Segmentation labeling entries

..............................

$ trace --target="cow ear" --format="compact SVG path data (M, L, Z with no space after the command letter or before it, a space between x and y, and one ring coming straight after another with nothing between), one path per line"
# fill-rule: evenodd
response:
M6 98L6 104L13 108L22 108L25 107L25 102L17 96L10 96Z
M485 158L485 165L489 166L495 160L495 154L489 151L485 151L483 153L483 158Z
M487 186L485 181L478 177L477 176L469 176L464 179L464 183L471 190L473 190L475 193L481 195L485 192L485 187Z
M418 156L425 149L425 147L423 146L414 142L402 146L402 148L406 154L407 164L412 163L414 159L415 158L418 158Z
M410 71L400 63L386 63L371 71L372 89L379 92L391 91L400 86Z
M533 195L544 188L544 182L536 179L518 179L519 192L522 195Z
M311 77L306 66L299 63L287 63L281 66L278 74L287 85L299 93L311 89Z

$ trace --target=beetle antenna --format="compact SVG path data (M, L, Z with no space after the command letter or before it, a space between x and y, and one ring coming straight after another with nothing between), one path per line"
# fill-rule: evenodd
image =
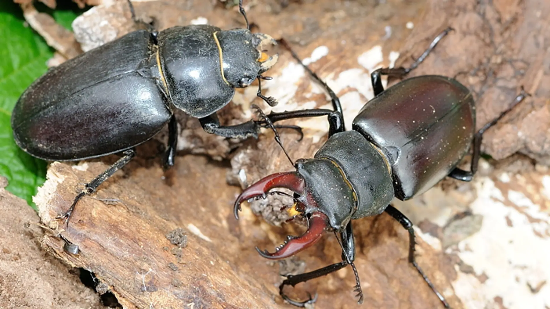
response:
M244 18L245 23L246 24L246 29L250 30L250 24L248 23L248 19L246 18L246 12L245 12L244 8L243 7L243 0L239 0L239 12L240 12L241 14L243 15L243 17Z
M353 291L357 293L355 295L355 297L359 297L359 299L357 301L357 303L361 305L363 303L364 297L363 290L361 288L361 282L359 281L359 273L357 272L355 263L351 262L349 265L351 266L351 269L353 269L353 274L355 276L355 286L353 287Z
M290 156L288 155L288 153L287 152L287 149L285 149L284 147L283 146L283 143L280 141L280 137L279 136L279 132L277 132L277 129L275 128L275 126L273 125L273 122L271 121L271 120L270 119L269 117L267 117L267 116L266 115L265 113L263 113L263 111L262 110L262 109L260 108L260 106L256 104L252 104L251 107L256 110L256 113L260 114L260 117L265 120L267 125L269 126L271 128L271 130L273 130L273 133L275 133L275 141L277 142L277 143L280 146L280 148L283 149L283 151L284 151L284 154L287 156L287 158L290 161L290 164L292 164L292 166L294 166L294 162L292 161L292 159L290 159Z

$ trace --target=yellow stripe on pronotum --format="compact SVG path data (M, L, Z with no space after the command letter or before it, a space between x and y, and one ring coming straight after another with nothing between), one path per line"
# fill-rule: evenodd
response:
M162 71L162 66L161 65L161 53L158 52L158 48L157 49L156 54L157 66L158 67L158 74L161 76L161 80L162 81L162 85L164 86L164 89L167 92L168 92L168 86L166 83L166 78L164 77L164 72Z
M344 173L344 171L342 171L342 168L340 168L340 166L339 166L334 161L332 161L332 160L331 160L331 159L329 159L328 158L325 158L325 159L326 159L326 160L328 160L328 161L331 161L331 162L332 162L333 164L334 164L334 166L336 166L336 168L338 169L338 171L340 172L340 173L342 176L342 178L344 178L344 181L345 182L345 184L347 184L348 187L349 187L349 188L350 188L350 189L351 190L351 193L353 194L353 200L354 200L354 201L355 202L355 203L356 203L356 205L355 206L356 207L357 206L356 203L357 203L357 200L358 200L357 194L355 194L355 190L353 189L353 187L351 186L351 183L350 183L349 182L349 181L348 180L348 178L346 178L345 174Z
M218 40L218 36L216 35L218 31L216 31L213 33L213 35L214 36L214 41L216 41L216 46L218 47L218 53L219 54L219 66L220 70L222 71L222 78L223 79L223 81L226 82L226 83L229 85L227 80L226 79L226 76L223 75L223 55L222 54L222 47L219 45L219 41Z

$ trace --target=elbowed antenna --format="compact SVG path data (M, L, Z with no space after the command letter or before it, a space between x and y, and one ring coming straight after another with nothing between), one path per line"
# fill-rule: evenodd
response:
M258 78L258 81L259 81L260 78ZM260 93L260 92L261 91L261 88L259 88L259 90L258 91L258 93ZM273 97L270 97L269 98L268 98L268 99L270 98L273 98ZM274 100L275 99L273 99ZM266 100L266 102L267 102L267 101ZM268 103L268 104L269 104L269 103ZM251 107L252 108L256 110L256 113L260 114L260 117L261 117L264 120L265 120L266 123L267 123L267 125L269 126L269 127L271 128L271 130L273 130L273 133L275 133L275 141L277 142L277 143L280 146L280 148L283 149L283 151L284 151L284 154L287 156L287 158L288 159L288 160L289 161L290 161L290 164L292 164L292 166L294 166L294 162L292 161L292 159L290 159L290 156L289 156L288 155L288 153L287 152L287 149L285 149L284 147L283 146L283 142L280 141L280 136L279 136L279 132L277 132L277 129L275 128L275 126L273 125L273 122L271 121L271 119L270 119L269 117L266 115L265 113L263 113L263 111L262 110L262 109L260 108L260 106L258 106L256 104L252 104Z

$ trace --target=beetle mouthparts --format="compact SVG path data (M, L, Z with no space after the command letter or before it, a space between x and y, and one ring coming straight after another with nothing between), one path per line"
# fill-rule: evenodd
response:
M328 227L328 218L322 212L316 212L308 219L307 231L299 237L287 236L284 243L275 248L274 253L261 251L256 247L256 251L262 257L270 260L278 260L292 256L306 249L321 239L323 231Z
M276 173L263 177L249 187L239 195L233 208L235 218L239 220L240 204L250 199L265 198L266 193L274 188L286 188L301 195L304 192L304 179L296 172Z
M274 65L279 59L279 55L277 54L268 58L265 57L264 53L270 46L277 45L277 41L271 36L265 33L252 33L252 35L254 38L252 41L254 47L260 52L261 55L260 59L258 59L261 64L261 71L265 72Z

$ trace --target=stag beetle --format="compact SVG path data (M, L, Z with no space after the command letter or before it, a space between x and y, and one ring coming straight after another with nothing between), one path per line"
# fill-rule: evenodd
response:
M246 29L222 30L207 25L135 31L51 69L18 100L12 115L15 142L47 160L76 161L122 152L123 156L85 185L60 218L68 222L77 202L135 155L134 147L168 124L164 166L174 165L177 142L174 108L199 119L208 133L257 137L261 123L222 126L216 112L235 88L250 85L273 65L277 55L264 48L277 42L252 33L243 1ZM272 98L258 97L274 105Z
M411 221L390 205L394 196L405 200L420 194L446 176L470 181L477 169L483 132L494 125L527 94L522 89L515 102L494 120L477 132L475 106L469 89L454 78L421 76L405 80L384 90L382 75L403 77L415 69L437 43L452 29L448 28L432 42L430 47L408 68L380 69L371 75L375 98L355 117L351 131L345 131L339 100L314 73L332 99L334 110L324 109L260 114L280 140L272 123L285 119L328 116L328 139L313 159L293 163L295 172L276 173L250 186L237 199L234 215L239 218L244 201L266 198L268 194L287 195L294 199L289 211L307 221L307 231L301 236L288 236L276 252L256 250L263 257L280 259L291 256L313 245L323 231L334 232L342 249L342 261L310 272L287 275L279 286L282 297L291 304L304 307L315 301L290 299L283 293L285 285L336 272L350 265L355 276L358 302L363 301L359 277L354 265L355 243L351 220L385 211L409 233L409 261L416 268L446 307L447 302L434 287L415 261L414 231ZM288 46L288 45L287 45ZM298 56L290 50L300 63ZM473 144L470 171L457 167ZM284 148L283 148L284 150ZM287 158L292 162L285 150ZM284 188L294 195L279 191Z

..............................

Copy out every row above verbatim, leaving the pictures out.

$ trace --target="cow ear" --format="compact SVG path data (M, L, Z with no space after the command letter or before it, a space between x and y, and one ring coming straight after another with nothing between), one path per line"
# fill-rule: evenodd
response:
M6 98L6 104L13 108L22 108L25 107L25 102L17 96L10 96Z
M485 158L485 165L489 166L495 160L495 154L489 151L485 151L483 153L483 158Z
M487 186L485 181L478 177L477 176L469 176L464 179L464 183L471 190L473 190L475 193L481 195L485 192L485 187Z
M418 156L425 149L425 147L423 146L414 142L402 146L402 148L406 154L407 164L412 163L414 159L415 158L418 158Z
M410 71L400 63L386 63L371 71L372 89L379 92L391 91L400 86Z
M533 195L544 188L544 182L536 179L518 179L519 192L522 195Z
M311 77L306 66L299 63L287 63L281 66L278 74L287 85L299 93L311 89Z

$ trace --target=beetle antenna --format="compact SVG path data (M, L, Z with no space after the command letter or before it, a space between x and y, and one ring coming straight after another with nothing between), one path per line"
# fill-rule: evenodd
image =
response:
M244 18L245 23L246 24L246 29L250 30L250 24L248 23L248 19L246 18L246 12L245 12L244 8L243 7L243 0L239 0L239 12L240 12L241 14L243 15L243 17Z
M353 291L357 293L355 295L355 297L359 297L359 299L357 301L357 303L361 305L363 303L364 297L363 290L361 288L361 282L359 281L359 273L357 272L355 263L351 262L349 265L351 266L351 269L353 269L353 274L355 276L355 286L353 287Z
M290 156L288 155L288 153L287 152L287 149L285 149L284 147L283 146L283 143L280 141L280 137L279 136L279 132L277 132L277 129L275 128L275 126L273 125L273 122L271 121L271 120L270 119L269 117L267 117L267 116L266 115L265 113L263 113L263 111L262 110L262 109L260 108L260 106L256 104L252 104L251 107L256 110L256 113L260 114L260 117L265 120L267 125L269 126L271 128L271 130L273 130L273 133L275 133L275 141L277 142L277 143L280 146L280 148L283 149L283 151L284 151L284 154L287 156L287 158L290 161L290 164L292 164L292 166L294 166L294 162L292 161L292 159L290 159Z

$ trace --target=yellow stripe on pronotum --format="compact SVG path data (M, L, Z with no space after the command letter or before it, a space between x and y, and one ring coming straight after another with nothing between), one path per line"
# fill-rule: evenodd
response:
M162 71L162 66L161 65L161 53L158 52L158 48L157 49L156 54L157 66L158 67L158 74L161 76L161 80L162 81L162 85L164 86L164 89L167 92L168 92L168 86L166 83L166 78L164 77L164 72Z
M344 173L344 171L342 171L342 168L340 168L340 166L339 166L334 161L332 161L332 160L331 160L331 159L329 159L328 158L325 158L325 159L326 159L326 160L328 160L328 161L331 161L331 162L332 162L333 164L334 164L334 166L336 166L336 168L338 169L338 171L340 172L340 173L342 176L342 178L344 178L344 181L345 182L345 184L347 184L348 187L349 187L349 188L350 188L350 189L351 190L351 193L353 194L353 200L354 200L354 201L355 202L355 203L356 203L356 205L355 206L356 207L357 206L356 203L357 203L357 200L358 200L357 194L355 194L355 190L353 189L353 187L351 186L351 183L350 183L349 182L349 181L348 180L348 178L346 178L345 174Z
M218 40L218 36L216 35L218 31L216 31L213 33L213 35L214 36L214 41L216 41L216 46L218 47L218 53L219 54L219 66L220 70L222 71L222 78L223 79L223 81L226 82L226 83L229 85L227 80L226 79L226 76L223 75L223 55L222 54L222 47L219 45L219 41Z

$ trace --target=elbowed antenna --format="compact SVG path data (M, L, Z with no space after the command letter or before it, a space between x and y, and one ring coming straight after another with nothing between), one path per line"
# fill-rule: evenodd
response:
M258 78L258 81L259 81L260 78ZM260 93L260 92L261 91L261 88L259 88L259 90L258 91L258 93ZM273 97L270 97L269 98L268 98L268 99L270 98L273 98ZM274 100L275 99L273 99ZM266 100L266 102L267 102L267 101ZM268 103L268 104L269 104L269 103ZM251 107L252 108L256 110L256 113L260 114L260 117L261 117L264 120L265 120L266 123L267 123L267 125L269 126L269 127L271 128L271 130L273 130L273 133L275 133L275 141L277 142L277 143L280 146L280 148L283 149L283 151L284 151L284 154L287 156L287 158L288 159L288 160L289 161L290 161L290 164L292 164L292 166L294 166L294 162L292 161L292 159L290 159L290 156L289 156L288 155L288 153L287 152L287 149L285 149L284 147L283 146L283 142L280 141L280 136L279 136L279 132L277 132L277 129L275 128L275 126L273 125L273 122L271 121L271 119L270 119L269 117L266 115L265 113L263 113L263 111L262 110L262 109L260 108L260 106L258 106L256 104L252 104Z

$ trace --target=beetle mouthparts --format="compact SVG path data (M, L, Z with no space after the command letter or before it, a space between x and y, and one ring coming straight after another with nothing between), one path per line"
# fill-rule: evenodd
response:
M328 227L328 218L322 212L316 212L308 219L307 231L299 237L287 236L284 243L275 248L274 253L261 251L256 247L256 251L262 257L270 260L278 260L292 256L306 249L321 239L323 231Z
M276 173L263 177L249 187L239 195L233 208L235 218L239 220L240 204L250 199L265 198L266 193L274 188L286 188L301 195L304 192L304 179L296 172Z
M274 65L279 59L279 55L277 54L268 58L265 57L264 53L270 46L277 45L277 41L271 36L265 33L252 33L252 35L254 38L252 41L254 47L260 52L261 55L260 59L258 59L261 64L261 71L265 72Z

$ trace --target=stag beetle --format="compact SVG path data (M, L, Z with no space after the command letter or before it, a space between x and y, and one ring coming straight after another with nothing between), one path per line"
# fill-rule: evenodd
response:
M246 29L222 30L207 25L135 31L51 69L18 100L12 115L15 142L47 160L76 161L122 152L123 156L85 185L60 218L68 222L77 202L135 155L134 147L168 124L164 166L174 165L177 142L174 108L199 119L208 133L257 137L261 123L222 126L216 112L235 88L250 85L273 65L277 55L264 48L277 42L252 33L243 1ZM272 98L258 97L274 105Z
M411 221L390 205L394 196L405 200L420 194L446 176L470 181L477 169L483 132L494 125L527 94L522 89L515 102L494 120L477 132L475 106L469 89L454 78L421 76L405 80L384 90L382 75L403 77L415 69L437 43L452 29L448 28L432 42L430 47L408 68L380 69L371 75L375 98L355 117L351 131L345 131L339 100L314 73L332 99L334 110L324 109L260 114L280 140L272 123L285 119L328 116L328 139L313 159L293 163L295 172L276 173L250 186L237 199L234 215L239 218L244 201L266 198L268 194L287 195L294 199L289 211L307 221L307 231L301 236L288 236L276 252L256 250L263 257L280 259L291 256L313 245L323 231L334 232L342 249L342 261L310 272L287 275L279 286L282 297L291 304L304 307L315 301L290 299L283 293L285 285L336 272L350 265L355 276L358 302L363 301L359 277L354 265L355 243L351 220L385 211L409 233L409 261L416 268L446 307L447 302L434 287L415 261L414 231ZM288 46L288 45L287 45ZM298 56L290 50L300 63ZM473 144L470 171L457 167ZM284 148L283 148L284 150ZM287 158L292 162L285 150ZM284 188L294 195L279 191Z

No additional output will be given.